While a recent review and commentary point to major gaps in self-regulation research in clinical contexts (Gandomkar et al. 2018; van Houten-Schat et al. 2018), there have been advances in assessment methodologies used in medical education research (Andrews et al. 2016; Artino et al. 2014; Cleary et al. 2015). These methodologies have enabled researchers and educators to conduct more nuanced and contextualized assessments of clinicians’ cognitive, behavioral, and metacognitive processes as they engage in clinical activities. For example, Cleary, Dong, and Artino used a microanalytic assessment protocol to examine shifts in the motivational beliefs and regulatory processes of medical students during a virtual-patient encounter (Cleary et al. 2015). This methodology enabled the authors to identify statistically significant shifts in the students’ self-efficacy and regulatory processes in response to negative feedback regarding the accuracy of their differential diagnosis during a clinical encounter. We believe that using microanalytic protocols, think alouds, or other types of fine-grained assessments (i.e., calibration assessment) can yield valuable information about regulatory processes in general. Further, in addition to administering calibration assessments across different subtasks (Hx, PE; as was the case in the current study) of a given clinical activity, it would be useful for researchers to administer such tools at multiple points during a given subtask rather than wait until after a task is completed to gather a more aggregate judgment (as was the case in the current study). In doing so, such an approach can also help educators provide more nuanced and contextualized feedback to learners as they work through any complex clinical activity, including clinical cases that are incorporated into high-stakes assessments (Andrews et al. 2016).

→ **Data shown**:
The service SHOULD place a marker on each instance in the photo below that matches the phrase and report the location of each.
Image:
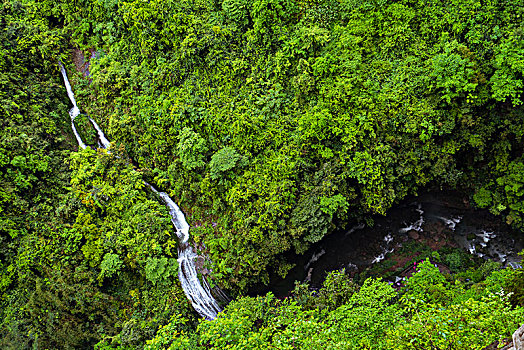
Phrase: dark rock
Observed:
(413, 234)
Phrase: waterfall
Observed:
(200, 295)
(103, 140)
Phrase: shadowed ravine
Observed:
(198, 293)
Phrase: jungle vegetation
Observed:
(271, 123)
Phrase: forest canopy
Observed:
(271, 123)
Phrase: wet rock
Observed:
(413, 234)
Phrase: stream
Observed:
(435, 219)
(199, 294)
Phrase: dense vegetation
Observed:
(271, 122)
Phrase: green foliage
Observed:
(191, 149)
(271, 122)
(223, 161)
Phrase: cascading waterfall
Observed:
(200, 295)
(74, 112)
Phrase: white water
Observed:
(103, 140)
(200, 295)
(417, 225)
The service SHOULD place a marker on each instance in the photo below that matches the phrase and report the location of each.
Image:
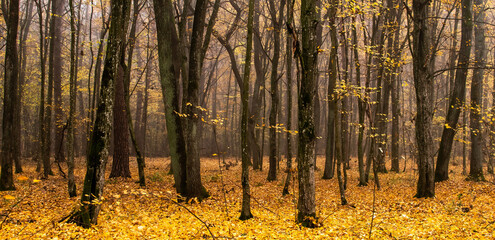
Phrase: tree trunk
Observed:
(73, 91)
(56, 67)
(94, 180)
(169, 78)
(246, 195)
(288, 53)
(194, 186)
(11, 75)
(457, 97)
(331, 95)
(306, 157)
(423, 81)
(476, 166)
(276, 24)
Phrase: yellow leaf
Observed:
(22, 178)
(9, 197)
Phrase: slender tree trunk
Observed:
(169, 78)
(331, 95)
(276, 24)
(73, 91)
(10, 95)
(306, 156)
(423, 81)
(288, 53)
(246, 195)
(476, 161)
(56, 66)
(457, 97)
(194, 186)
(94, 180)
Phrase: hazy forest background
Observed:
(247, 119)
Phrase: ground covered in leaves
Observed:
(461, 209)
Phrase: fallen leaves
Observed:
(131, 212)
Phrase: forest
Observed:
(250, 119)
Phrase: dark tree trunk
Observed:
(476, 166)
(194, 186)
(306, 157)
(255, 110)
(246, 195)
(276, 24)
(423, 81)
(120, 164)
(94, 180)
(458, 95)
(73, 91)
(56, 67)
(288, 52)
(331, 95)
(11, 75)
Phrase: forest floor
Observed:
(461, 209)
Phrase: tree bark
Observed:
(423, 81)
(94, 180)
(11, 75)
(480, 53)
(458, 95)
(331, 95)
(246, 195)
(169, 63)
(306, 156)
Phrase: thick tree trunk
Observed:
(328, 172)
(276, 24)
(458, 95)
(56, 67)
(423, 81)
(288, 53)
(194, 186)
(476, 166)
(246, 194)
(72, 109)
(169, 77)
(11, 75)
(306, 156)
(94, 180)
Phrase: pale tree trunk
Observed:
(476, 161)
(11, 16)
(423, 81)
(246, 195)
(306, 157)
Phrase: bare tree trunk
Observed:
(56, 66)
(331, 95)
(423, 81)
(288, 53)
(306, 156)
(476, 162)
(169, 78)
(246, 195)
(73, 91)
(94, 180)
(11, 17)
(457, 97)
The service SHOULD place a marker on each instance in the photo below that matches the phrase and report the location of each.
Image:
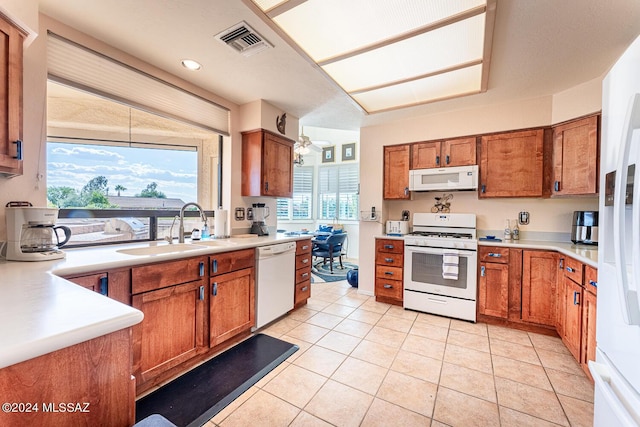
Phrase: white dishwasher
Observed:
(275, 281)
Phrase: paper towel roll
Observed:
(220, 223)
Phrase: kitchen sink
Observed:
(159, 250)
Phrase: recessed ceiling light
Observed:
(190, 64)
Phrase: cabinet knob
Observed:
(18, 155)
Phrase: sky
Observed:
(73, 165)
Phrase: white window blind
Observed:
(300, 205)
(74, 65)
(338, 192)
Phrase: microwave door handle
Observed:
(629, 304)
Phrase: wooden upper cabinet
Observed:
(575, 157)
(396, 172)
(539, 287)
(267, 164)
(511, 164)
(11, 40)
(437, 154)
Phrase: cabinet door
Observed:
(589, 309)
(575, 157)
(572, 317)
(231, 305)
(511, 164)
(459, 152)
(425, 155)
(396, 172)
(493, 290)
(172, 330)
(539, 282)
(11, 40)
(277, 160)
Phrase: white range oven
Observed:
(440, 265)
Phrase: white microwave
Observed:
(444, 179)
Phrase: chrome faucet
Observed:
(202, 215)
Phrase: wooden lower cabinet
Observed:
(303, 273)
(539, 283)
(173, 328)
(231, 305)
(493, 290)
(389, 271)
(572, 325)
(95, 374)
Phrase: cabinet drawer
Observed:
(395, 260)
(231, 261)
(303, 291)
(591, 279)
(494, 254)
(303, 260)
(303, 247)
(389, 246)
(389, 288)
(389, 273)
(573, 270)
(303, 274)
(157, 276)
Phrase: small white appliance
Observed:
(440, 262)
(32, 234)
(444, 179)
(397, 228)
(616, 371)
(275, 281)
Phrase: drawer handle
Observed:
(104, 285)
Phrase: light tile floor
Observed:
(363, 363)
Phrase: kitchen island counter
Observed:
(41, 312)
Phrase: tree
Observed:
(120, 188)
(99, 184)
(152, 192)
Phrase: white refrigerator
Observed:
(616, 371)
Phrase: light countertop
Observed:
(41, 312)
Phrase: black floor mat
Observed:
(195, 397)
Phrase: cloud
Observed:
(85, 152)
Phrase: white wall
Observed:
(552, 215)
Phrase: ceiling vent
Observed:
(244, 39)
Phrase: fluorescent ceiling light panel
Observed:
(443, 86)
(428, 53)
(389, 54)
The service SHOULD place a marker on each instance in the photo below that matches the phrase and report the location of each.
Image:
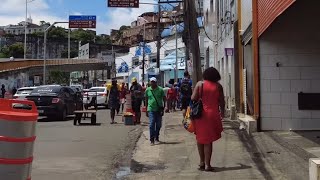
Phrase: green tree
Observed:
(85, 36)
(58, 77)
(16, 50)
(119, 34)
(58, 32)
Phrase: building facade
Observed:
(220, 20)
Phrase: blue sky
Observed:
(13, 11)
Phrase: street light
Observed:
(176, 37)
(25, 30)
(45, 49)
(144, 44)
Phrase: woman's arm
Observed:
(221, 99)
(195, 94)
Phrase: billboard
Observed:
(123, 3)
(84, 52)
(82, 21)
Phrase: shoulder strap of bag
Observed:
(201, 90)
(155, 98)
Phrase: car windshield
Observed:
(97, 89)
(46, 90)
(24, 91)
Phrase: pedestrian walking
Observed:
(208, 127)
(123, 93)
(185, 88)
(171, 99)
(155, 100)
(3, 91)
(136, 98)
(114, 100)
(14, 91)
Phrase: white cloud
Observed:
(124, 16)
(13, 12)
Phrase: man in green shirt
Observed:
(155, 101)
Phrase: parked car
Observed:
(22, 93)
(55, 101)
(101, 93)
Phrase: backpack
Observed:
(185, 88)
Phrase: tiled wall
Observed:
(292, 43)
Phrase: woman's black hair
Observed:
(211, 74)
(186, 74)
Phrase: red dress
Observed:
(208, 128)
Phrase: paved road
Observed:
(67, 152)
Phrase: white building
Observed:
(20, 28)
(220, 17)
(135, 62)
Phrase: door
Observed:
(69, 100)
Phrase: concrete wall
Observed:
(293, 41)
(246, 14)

→ **Problem to work on**:
According to the passage on self-regulation research, what did Cleary, Dong, and Artino examine with a microanalytic assessment protocol?

→ **Solution for this task**:
Shifts in the motivational beliefs and regulatory processes of medical students during a virtual-patient encounter.